### DIRECTIVE
Turn the listing below into a two-column CSV with the columns task and value: one row for each task, with its full text under task and its answer under value. Put each field in double quotes, replace line breaks with spaces, and leave out the pictures.

--------

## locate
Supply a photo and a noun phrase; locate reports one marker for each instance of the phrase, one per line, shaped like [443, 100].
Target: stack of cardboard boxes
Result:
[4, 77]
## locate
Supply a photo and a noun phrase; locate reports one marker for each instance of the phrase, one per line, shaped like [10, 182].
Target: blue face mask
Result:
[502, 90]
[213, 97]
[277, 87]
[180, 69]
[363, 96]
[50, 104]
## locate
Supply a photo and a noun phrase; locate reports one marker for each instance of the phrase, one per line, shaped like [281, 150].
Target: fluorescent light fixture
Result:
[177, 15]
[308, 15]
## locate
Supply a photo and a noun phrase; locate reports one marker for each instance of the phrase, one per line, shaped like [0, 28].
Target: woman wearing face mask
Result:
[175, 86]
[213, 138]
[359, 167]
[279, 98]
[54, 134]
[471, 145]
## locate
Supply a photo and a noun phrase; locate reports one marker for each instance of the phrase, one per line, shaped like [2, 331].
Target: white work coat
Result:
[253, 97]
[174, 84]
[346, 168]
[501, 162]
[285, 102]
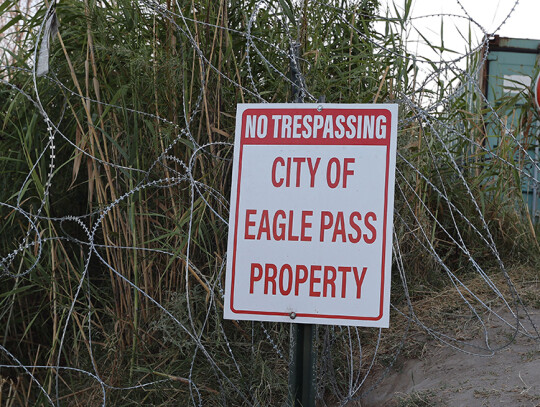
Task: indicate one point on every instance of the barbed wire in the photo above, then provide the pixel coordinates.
(229, 351)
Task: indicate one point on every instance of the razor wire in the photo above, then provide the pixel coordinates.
(358, 351)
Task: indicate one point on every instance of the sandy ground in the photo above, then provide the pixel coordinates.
(443, 376)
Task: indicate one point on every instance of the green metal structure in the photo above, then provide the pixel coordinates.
(509, 73)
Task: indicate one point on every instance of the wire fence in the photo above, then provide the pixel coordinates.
(116, 155)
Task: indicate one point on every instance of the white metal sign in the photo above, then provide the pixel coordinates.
(310, 227)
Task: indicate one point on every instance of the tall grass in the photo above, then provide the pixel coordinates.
(154, 91)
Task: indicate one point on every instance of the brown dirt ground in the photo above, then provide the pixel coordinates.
(438, 375)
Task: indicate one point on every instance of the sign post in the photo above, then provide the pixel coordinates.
(310, 226)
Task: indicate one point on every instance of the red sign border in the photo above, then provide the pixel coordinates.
(385, 218)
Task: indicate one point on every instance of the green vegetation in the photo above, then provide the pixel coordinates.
(144, 101)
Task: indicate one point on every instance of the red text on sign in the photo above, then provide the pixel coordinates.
(319, 280)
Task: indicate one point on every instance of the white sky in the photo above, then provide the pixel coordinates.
(523, 22)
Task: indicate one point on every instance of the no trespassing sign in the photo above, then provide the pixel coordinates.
(310, 226)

--------

### RESPONSE FOR THIS EXERCISE
task,value
"## locate Supply a photo and a noun phrase; locate reports one marker for each instance of the phrase, one per line, shaped like [443, 100]. Target: stack of cardboard boxes Result:","[4, 77]"
"## locate Supply a photo and a noun phrase; locate reports one marker for each instance of the phrase, one per line, shaped like [10, 182]. Target: blue face mask Result:","[502, 90] [213, 97] [277, 87] [180, 69] [363, 96] [50, 104]"
"## locate Supply a photo and a noun phrase; locate reports one marker for each instance of the phrase, one per line, shaped like [281, 150]. Target: fluorescent light fixture Result:","[177, 15] [308, 15]"
"## locate Supply a photo and a noun phrase; locate reports one marker for each instance of the phrase, one per line, shaped like [0, 28]. Target: woman wearing face mask Result:","[175, 86] [213, 138] [359, 167] [279, 98] [54, 134] [471, 145]"
"## locate Supply a photo and a noun phrase; locate reports one marker for each instance of the phrase, one per line, shaped like [2, 331]. Target: white work coat Result:","[253, 97] [174, 84] [346, 168] [501, 162] [285, 102]"
"Task: indicate one point on every instance of the barbed wire in the photo above, then provide the pixel coordinates.","(229, 351)"
"Task: indicate one point on every instance of the razor wire in the photo above, then provide the pixel coordinates.","(358, 351)"
"Task: indicate one point on every instance of the sandy ground in the photo above, then provide the pixel coordinates.","(443, 376)"
"Task: indicate one point on every instance of the green metal structure in the photo above, then provide the pixel coordinates.","(509, 73)"
"Task: indicate one point on every instance of the wire fence in the photo above, then provide the pixel coordinates.","(116, 155)"
"Task: indicate one point on every instance of the white metal sign in the photo above, then provide the pixel coordinates.","(310, 227)"
"Task: indicate one point on every instance of the tall grass in the photo above, then provide the pixel coordinates.","(154, 91)"
"Task: indicate one point on every instance of the brown dirt ground in the photo above, then provide the pixel coordinates.","(438, 375)"
"Task: indicate one point on every instance of the sign post in the photo above, then provide the pixel coordinates.","(310, 226)"
"Task: indicate one point on every instance of the red sign border in the photo above, then provide the pixel coordinates.","(385, 218)"
"Task: indicate one point on every instance of the green vegetation in the photo above, then provide the pixel coordinates.","(144, 101)"
"Task: indicate one point on every instance of the red text on sign in the photo above, then provide the pixel coordinates.","(319, 280)"
"Task: indicate one point on every instance of the white sky in the photo above, then provide the pixel coordinates.","(523, 22)"
"Task: indicate one point on every instance of the no trespassing sign in the photo above, then provide the pixel coordinates.","(310, 226)"